[Named object pointing entries]

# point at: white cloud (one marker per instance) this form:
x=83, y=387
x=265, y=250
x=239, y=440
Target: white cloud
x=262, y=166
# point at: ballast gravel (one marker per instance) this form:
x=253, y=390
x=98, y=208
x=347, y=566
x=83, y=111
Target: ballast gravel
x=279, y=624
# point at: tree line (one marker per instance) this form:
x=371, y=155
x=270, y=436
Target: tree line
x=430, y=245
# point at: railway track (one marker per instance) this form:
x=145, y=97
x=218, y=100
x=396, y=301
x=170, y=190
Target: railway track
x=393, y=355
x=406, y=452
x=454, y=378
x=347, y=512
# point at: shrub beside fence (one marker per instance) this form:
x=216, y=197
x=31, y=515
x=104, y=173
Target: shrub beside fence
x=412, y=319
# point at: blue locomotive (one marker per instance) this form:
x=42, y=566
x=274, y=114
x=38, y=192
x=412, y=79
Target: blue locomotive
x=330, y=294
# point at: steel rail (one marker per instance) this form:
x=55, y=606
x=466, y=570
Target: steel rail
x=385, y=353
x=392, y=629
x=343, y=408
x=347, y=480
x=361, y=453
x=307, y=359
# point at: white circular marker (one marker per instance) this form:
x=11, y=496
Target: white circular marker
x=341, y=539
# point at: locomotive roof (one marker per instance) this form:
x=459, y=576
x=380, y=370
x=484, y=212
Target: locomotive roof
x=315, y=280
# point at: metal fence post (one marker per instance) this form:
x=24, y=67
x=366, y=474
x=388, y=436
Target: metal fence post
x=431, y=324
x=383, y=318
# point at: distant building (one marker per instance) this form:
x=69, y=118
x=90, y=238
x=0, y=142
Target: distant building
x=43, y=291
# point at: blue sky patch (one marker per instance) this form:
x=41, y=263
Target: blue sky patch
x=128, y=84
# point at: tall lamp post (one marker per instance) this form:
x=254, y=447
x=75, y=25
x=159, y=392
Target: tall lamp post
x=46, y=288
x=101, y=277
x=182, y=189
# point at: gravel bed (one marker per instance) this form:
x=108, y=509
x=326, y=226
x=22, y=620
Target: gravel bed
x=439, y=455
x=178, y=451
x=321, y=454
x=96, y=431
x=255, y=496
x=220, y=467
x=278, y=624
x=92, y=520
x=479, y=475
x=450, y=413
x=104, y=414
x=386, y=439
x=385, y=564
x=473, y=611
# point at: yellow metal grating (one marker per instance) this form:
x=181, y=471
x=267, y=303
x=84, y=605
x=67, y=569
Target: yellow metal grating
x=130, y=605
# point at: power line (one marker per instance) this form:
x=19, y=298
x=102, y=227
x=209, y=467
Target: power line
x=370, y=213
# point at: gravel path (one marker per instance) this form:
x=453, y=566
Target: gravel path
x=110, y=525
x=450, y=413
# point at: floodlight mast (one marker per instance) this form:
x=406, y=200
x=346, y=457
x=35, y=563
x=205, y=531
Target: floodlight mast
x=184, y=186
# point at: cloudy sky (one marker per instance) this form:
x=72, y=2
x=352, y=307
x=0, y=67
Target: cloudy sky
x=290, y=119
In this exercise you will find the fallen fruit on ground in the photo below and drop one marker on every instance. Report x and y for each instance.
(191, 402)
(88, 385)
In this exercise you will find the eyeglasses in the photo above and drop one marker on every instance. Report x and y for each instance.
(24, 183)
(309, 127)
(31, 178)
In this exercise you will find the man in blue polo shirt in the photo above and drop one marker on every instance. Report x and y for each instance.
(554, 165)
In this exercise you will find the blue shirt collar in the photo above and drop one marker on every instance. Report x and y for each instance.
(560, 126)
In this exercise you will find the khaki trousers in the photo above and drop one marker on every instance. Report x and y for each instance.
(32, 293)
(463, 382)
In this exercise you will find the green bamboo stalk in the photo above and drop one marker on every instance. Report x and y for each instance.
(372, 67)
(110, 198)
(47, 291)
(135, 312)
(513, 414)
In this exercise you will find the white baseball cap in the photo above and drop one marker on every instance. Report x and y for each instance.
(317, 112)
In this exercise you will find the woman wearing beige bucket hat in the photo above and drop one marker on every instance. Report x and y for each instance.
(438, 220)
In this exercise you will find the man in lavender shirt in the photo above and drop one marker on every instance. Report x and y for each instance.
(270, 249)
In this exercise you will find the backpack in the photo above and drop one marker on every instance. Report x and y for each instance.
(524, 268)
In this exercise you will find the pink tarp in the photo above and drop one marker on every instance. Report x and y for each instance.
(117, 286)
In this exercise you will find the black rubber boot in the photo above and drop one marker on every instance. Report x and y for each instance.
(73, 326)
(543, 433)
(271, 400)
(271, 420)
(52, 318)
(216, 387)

• Aim:
Please retype, exactly as written, every line from the line containing "In this exercise you will find the eyeglasses" through the last line of the records above, including both of those lines, and nothing else.

• Problem solution:
In this exercise you will find the eyeglasses in the photo above and drop one marker on every instance. Report x and y for each instance.
(24, 183)
(309, 127)
(31, 178)
In this exercise you will find the man in blue polo shirt in the photo above and drop one marker on every instance. Report x and y for each instance.
(554, 165)
In this exercise you will find the blue shirt collar in the photo above and drop one marker on every instance. Report x and y for each instance.
(560, 126)
In this exercise you will find the khaki trousers in the photo above and drop one marker on every instance. Report x and y for each instance.
(32, 293)
(463, 382)
In this exercise you will find the green bamboo stalk in the photo above and drop one marker on every instance. Report x and y for each instance.
(372, 67)
(110, 198)
(47, 291)
(135, 312)
(513, 414)
In this exercise you will find the white baseball cap in the photo above and drop one marker on every instance. Report x and y for each instance.
(317, 112)
In this exercise you will find the woman wearing beige bucket hat in the photo above and drop one marker on every instance. Report x and y for each instance.
(438, 220)
In this exercise you will find the man in lavender shirt in the photo above and drop one marker on every instance. Report x and y for each instance.
(270, 249)
In this exercise you will find the backpack in the photo above and drop one marker on every instance. Report x and y for each instance.
(524, 268)
In this exercise you will find the pink tarp in the photo above and drop one marker on every instance. Report x and y for each instance.
(117, 286)
In this exercise you will find the black rubber boot in the photo above and drop one marker on every instance. Report x and y for each instance.
(73, 326)
(543, 433)
(271, 400)
(271, 420)
(52, 318)
(216, 387)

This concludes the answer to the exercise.